**任務說明:**
請根據下方關於Monstache同步MongoDB資料的文章回答：
(a) 文中切換版本時以Monstache的哪個版本為例？
(b) 執行monstache -v成功後，預期結果是什麼？
(c) 同步物件是mydb資料庫中的哪兩個集合？

轉載 —— 通過Monstache實時同步MongoDB資料至Elasticsearch

阿新 • • 發佈：2022-05-07

通過Monstache實時同步MongoDB資料至Elasticsearch

當您的業務資料儲存在MongoDB中，並且需要進行語義分析和大圖展示時，可藉助阿里雲Elasticsearch實現全文搜尋、語義分析、視覺化展示等。本文介紹如何通過Monstache將MongoDB資料實時同步至阿里雲Elasticsearch，並對資料進行分析及展示。

背景資訊
本文以解析及統計熱門電影資料為例，提供的解決方案可以幫助您完成以下需求：
通過Monstache快速同步及訂閱全量或增量資料。
將MongoDB資料實時同步至高版本Elasticsearch。
解讀Monstache常用配置引數，應用於更多的業務場景。

方案優勢

Monstache基於MongoDB的oplog實現實時資料同步及訂閱，支援MongoDB與高版本Elasticsearch之間的資料同步，同時支援MongoDB的變更流和聚合管道功能，並且擁有豐富的特性。
Monstache不僅支援軟刪除和硬刪除，還支援資料庫刪除和集合刪除，能夠確保Elasticsearch端實時與源端資料保持一致。

操作流程
步驟一：環境準備
部署 MongoDB 主從複製模式，注意：一定要主從複製模式，因為同步需要使用
部署 Elasticsearch
部署 kibana 用於前端頁面與 es 互動，版本與 es 相同
安裝 Monstache，修改配置檔案，進行同步

步驟二：搭建Monstache環境

安裝Go，並配置環境變數。
說明由於Monstache資料同步依賴於Go語言，因此需要先在ECS中準備Go環境。

下載Go安裝包並解壓。

wget https://dl.google.com/go/go1.14.4.linux-amd64.tar.gz
tar -C /usr/local -xzf go1.14.4.linux-amd64.tar.gz

配置環境變數。

使用vim /etc/profile命令開啟環境變數配置檔案，並將如下內容寫入該檔案中。其中GOPROXY用來指定阿里雲Go模組代理。

export GOROOT=/usr/local/go
export GOPATH=/home/go/
export PATH=$PATH:$GOROOT/bin:$GOPATH/bin
export GOPROXY=https://mirrors.aliyun.com/goproxy/

應用環境變數配置。

source /etc/profile

安裝Monstache。

進入安裝路徑。

cd /usr/local/

從Git庫中下載安裝包。

git clone https://github.com/rwynn/monstache.git

說明如果出現git: command not found的錯誤提示，需要先執行yum install -y git命令安裝Git。

進入monstache目錄。

cd monstache

切換版本。
本文以rel5版本為例。

git checkout rel5

安裝Monstache。

go install

這一步可能出現問題：running gcc failed: exec: "gcc": executable file not found in $PATH

解決：

gcc -v

沒有就安裝 gcc

參考連結：https://blog.csdn.net/benben_2015/article/details/80565676

檢視Monstache版本。

monstache -v

執行成功後，預期結果如下。

5.5.7

步驟三：配置實時同步任務
Monstache配置使用TOML格式，預設情況下，Monstache會使用預設埠連線本地主機上的Elasticsearch和MongoDB，並追蹤MongoDB oplog。在Monstache執行期間，MongoDB的任何更改都會同步到Elasticsearch中。

由於本文使用阿里雲MongoDB和Elasticsearch，並且需要指定同步物件（mydb資料庫中的hotmovies和col集合），因此要修改預設的Monstache配置檔案。修改方式如下：

進入Monstache安裝目錄，建立並編輯配置檔案。

cd /usr/local/monstache/
vim config.toml

參考以下示例，修改配置檔案。
簡單的配置示例如下，詳細配置請參見Monstache Usage。

**現有資料:**

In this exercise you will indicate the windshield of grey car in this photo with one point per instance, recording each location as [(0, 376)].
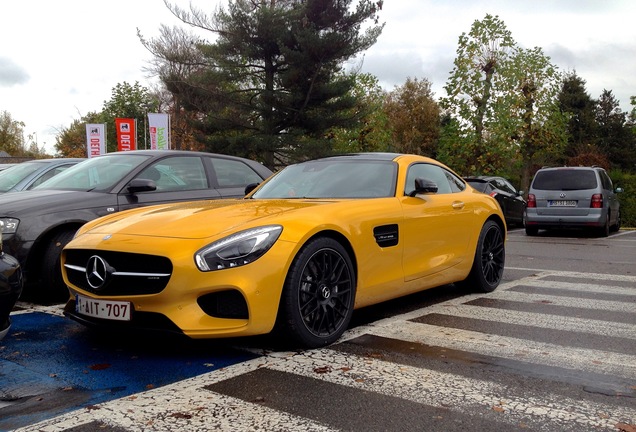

**參考答案:**
(a) rel5版本
(b) 5.5.7
(c) hotmovies和col